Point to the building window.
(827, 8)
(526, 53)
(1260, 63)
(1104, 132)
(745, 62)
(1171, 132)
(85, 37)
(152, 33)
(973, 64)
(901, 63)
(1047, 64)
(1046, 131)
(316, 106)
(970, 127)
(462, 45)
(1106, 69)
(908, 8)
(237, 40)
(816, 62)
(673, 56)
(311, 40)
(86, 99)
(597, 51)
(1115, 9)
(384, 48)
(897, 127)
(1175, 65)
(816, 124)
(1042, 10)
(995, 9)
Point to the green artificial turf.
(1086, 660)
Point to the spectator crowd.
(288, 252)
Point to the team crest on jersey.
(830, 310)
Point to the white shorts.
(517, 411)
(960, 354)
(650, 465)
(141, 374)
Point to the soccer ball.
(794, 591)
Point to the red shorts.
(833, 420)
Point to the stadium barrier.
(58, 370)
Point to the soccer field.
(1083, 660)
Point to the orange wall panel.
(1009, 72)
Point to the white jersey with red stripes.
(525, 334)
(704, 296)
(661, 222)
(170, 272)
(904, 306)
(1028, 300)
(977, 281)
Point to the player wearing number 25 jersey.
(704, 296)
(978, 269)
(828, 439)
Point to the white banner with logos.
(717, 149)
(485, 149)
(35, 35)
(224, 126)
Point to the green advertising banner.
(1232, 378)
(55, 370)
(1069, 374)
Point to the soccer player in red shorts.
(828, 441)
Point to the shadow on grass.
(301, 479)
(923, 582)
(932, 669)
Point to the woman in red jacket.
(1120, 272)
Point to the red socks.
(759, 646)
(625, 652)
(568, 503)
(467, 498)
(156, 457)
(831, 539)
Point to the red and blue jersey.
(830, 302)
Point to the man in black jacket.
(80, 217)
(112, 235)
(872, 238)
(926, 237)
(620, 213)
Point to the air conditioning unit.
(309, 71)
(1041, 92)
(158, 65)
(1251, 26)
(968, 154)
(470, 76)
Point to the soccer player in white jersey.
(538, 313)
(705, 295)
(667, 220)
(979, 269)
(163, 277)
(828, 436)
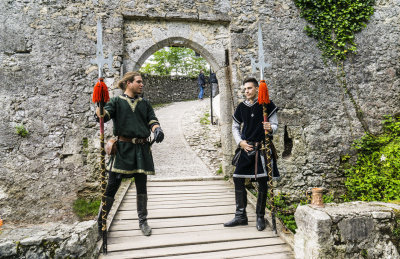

→ THE PROBLEM: Please retype every record above exactly, leaving out the pictures.

→ WORKED SOLUTION:
Point to the building window.
(827, 8)
(526, 53)
(1260, 63)
(1104, 132)
(745, 62)
(1171, 132)
(85, 37)
(152, 33)
(973, 64)
(901, 63)
(1047, 64)
(1046, 131)
(316, 106)
(970, 127)
(462, 45)
(1106, 69)
(908, 8)
(237, 40)
(816, 62)
(673, 56)
(311, 40)
(86, 99)
(597, 51)
(1115, 9)
(384, 48)
(897, 127)
(1175, 65)
(816, 124)
(1042, 10)
(995, 9)
Point to the green artificial turf.
(1086, 660)
Point to the spectator crowd.
(288, 252)
Point to the team crest on jersey.
(830, 310)
Point to the white shorts.
(517, 411)
(960, 354)
(650, 465)
(141, 374)
Point to the soccer ball.
(794, 591)
Point to the red shorts.
(833, 420)
Point to the stadium barrier.
(58, 370)
Point to the soccer field.
(1083, 660)
Point to the orange wall panel.
(1009, 72)
Point to the white jersey with red stripes.
(525, 334)
(704, 296)
(661, 222)
(170, 272)
(904, 306)
(1028, 300)
(977, 281)
Point to the player wearing number 25 jersey.
(704, 296)
(978, 269)
(828, 439)
Point to the white banner with logos.
(717, 149)
(485, 149)
(35, 35)
(224, 126)
Point to the green advertising banner.
(1232, 378)
(55, 370)
(1069, 374)
Point to the soccer player in red shorts.
(828, 441)
Point to the shadow on grass.
(301, 479)
(923, 582)
(932, 669)
Point to the woman in red jacket.
(1120, 272)
Point to the red socks.
(759, 646)
(625, 652)
(568, 503)
(467, 498)
(156, 457)
(831, 539)
Point to the red and blue jersey.
(830, 302)
Point to the man in black jacket.
(80, 217)
(112, 235)
(872, 238)
(926, 237)
(620, 213)
Point to the air conditioning unit.
(309, 71)
(1041, 92)
(158, 65)
(1251, 26)
(968, 154)
(470, 76)
Point to the soccer player in white jersey.
(538, 313)
(705, 295)
(667, 220)
(979, 269)
(163, 277)
(828, 436)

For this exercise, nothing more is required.